(Detection annotation records)
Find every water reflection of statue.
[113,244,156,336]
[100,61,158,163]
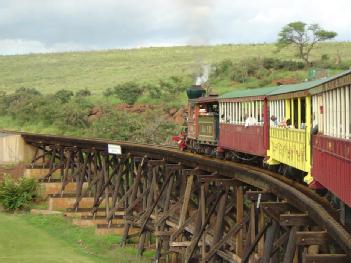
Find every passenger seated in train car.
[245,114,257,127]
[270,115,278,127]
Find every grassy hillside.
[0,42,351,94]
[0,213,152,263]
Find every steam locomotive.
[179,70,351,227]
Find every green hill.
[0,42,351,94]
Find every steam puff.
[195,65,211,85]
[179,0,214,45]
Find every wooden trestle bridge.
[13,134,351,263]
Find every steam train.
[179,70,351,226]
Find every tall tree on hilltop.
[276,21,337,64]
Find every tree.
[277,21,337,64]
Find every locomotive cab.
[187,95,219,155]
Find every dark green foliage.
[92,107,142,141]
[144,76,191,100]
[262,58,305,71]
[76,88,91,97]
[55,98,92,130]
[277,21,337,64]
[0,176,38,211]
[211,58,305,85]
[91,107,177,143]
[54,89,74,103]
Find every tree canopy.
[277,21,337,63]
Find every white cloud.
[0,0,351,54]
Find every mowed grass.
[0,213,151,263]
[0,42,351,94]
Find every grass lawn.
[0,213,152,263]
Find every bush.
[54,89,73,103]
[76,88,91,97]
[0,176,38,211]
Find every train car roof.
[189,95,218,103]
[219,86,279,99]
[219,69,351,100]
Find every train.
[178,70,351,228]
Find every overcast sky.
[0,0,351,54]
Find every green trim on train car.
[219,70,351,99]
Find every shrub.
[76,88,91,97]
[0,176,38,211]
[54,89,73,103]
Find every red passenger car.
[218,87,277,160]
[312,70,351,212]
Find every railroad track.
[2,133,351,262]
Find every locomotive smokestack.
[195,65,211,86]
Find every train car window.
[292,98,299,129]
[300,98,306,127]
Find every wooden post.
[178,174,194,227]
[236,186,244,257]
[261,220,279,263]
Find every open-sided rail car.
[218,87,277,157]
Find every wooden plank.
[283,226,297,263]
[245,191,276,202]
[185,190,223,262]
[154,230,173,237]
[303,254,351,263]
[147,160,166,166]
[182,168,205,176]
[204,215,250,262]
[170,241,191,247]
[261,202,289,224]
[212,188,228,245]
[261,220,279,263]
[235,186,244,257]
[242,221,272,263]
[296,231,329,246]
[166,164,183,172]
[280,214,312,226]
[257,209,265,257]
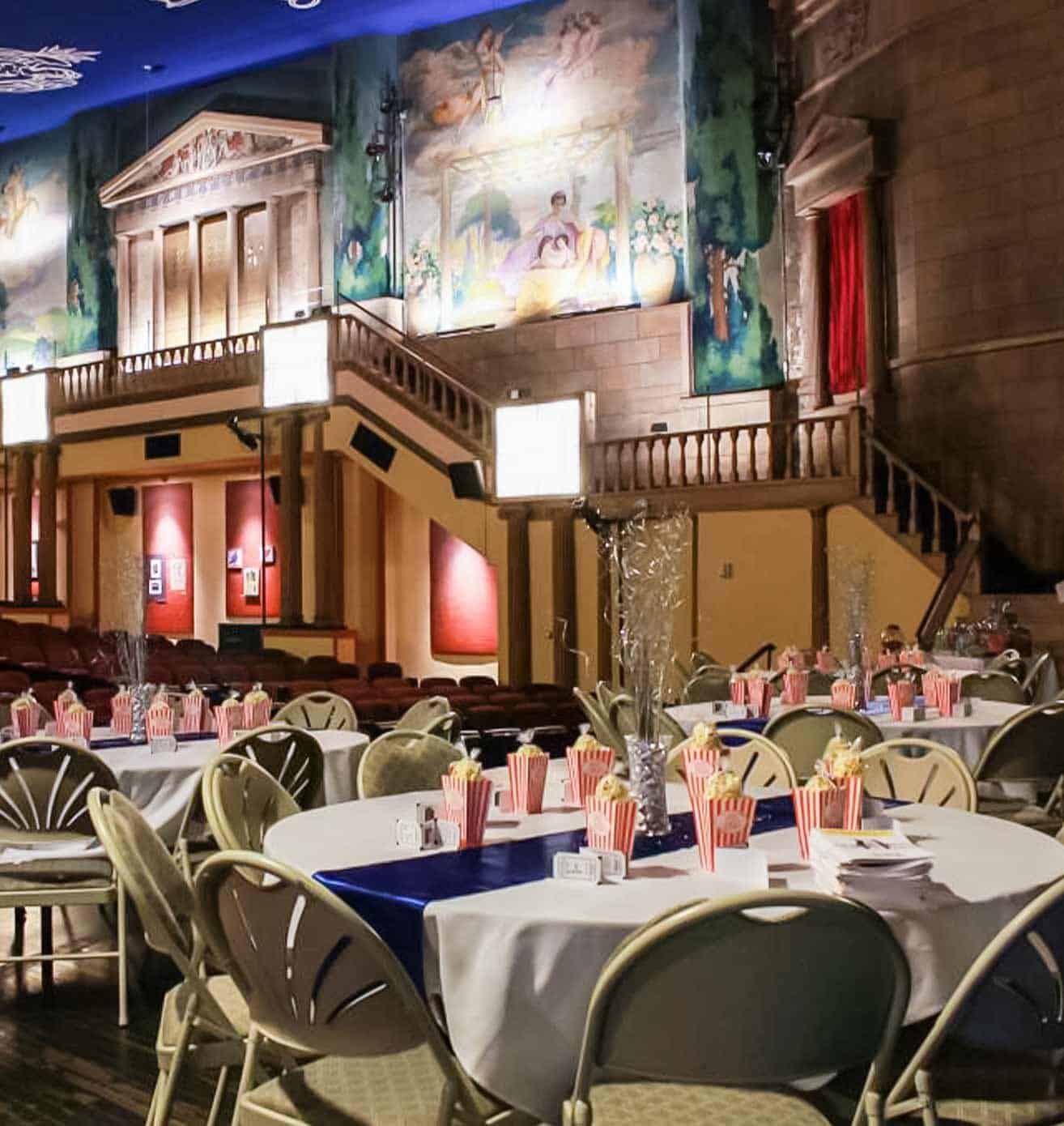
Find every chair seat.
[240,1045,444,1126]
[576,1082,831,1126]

--

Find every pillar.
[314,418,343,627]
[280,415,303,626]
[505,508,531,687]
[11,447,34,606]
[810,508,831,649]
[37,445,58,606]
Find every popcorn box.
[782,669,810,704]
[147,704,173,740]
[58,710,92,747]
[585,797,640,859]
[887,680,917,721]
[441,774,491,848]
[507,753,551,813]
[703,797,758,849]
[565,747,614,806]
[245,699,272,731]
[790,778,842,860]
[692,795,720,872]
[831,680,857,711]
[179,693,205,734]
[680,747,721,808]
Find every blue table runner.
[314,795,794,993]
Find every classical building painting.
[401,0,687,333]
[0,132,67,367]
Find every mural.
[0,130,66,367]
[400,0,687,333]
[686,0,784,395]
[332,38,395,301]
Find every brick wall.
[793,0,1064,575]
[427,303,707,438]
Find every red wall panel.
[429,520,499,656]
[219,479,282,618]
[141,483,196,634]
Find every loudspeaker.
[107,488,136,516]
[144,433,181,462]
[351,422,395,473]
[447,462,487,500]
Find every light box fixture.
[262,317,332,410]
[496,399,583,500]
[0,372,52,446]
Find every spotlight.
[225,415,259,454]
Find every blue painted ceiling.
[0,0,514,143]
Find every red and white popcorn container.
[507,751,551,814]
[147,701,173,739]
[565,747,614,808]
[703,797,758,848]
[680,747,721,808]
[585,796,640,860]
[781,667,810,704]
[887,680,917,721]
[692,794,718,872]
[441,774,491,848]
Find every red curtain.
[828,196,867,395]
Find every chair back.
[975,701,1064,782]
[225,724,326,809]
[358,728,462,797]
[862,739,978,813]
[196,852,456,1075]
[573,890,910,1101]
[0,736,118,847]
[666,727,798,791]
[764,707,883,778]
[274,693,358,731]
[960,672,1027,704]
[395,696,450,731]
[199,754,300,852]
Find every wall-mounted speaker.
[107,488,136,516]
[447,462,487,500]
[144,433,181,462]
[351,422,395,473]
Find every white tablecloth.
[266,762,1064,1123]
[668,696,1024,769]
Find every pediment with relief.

(Instructions for the task)
Rewrite the lines from the line with "Find every tree canopy." up to and including the line with "[218,87,277,157]", changing "train car" to "railcar" and keeping everything else the same.

(Written answer)
Find every tree canopy.
[277,21,337,63]
Find every white cloud.
[0,0,351,54]
Find every mowed grass.
[0,213,151,263]
[0,42,351,94]
Find every grass lawn.
[0,213,152,263]
Find every bush.
[54,89,73,103]
[76,88,91,97]
[0,176,38,211]
Find every railcar roof.
[189,95,218,103]
[219,86,279,99]
[219,69,351,100]
Find every train.
[178,70,351,228]
Find every overcast sky.
[0,0,351,54]
Find every green trim on railcar.
[219,70,351,99]
Find every shrub.
[76,88,91,97]
[0,176,38,211]
[54,89,73,103]
Find every red passenger car.
[218,87,277,160]
[312,70,351,212]
Find every railroad track.
[2,133,351,262]
Find every locomotive smokestack.
[195,65,211,86]
Find every railcar window.
[292,98,299,129]
[300,98,306,127]
Find every wooden post.
[178,174,194,227]
[236,186,244,257]
[261,220,279,263]
Find every open-sided rail car.
[218,87,277,157]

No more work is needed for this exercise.